*Problem to work on:*
Locate every line in the records below that contains the string "side", and copy each of those lines in full.

*Supplied records:*
# # #
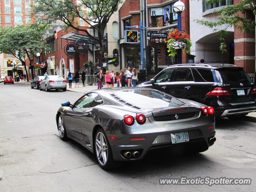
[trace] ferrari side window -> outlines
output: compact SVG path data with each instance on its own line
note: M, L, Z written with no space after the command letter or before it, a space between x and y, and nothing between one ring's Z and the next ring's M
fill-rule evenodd
M98 95L95 93L86 94L76 102L76 107L79 108L91 107L92 104Z

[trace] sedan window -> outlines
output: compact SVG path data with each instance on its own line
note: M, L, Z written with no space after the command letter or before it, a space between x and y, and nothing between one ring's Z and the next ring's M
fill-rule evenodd
M172 78L174 69L168 69L162 71L155 79L156 83L169 82Z
M100 96L95 93L86 94L77 101L75 107L79 108L92 107L102 103L102 99Z

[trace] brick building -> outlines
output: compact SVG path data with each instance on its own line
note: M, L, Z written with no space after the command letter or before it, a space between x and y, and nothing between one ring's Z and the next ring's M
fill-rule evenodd
M32 0L0 0L0 28L29 23L30 5L33 2ZM13 62L16 60L11 54L0 54L0 76L12 75L13 66L7 64L8 59L11 59ZM23 74L22 68L21 65L17 68L18 74Z

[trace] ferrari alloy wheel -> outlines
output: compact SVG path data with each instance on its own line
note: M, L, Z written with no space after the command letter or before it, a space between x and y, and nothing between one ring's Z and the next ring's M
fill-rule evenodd
M66 132L66 129L63 122L63 119L61 115L59 116L58 120L58 129L60 133L60 137L62 140L65 140L67 138L67 133Z
M95 138L95 149L96 157L100 167L105 170L110 170L118 166L113 159L112 151L108 140L102 128L99 129Z

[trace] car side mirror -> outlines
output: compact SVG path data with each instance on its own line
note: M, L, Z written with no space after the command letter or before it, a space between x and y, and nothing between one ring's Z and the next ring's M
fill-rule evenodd
M150 83L152 84L152 85L154 85L155 84L155 80L154 79L150 79Z
M69 101L66 101L61 104L62 107L69 107L70 106L70 103Z

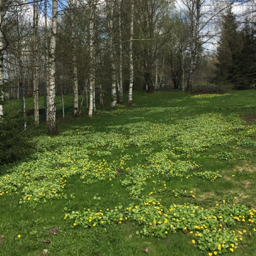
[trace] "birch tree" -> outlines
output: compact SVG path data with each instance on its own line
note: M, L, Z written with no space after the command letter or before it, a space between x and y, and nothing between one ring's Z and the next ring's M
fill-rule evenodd
M49 119L49 42L48 36L48 18L47 15L47 0L44 0L44 34L45 34L45 64L44 64L44 86L46 89L46 122L48 124Z
M2 32L2 0L0 0L0 120L3 117L3 98L4 94L3 90L3 33Z
M113 19L113 8L114 5L113 0L107 0L107 10L108 14L108 36L110 40L110 61L111 65L111 95L112 102L111 106L114 108L116 104L116 65L115 64L114 52L115 52L115 40L114 34Z
M94 0L90 0L89 2L90 21L89 26L89 51L90 57L90 75L89 75L89 117L93 117L93 84L94 82L94 67L93 67L95 52L93 47L93 38L94 36L93 17L94 9L96 8Z
M129 85L129 104L132 103L132 87L134 80L134 68L132 52L132 40L133 39L134 34L134 3L133 0L131 0L131 24L130 24L130 34L129 47L129 61L130 63L130 79Z
M55 50L56 33L57 33L57 19L58 15L58 0L52 0L52 27L50 51L49 56L49 131L50 133L57 131L56 124L56 108L55 106Z
M122 0L119 1L119 16L118 17L118 23L119 25L119 92L118 95L118 102L122 104L124 103L123 92L122 85L122 23L121 23L121 9L122 6ZM101 101L100 101L100 102Z
M74 0L70 0L70 21L71 26L71 44L72 44L72 68L73 86L74 87L74 107L73 113L74 116L79 113L78 83L77 81L77 64L76 55L76 32L74 28L75 5Z
M33 97L35 123L39 123L38 105L38 3L34 0L33 3Z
# # #
*Output of the exercise:*
[trace] ferrari side window -> outlines
[trace] car side mirror -> outlines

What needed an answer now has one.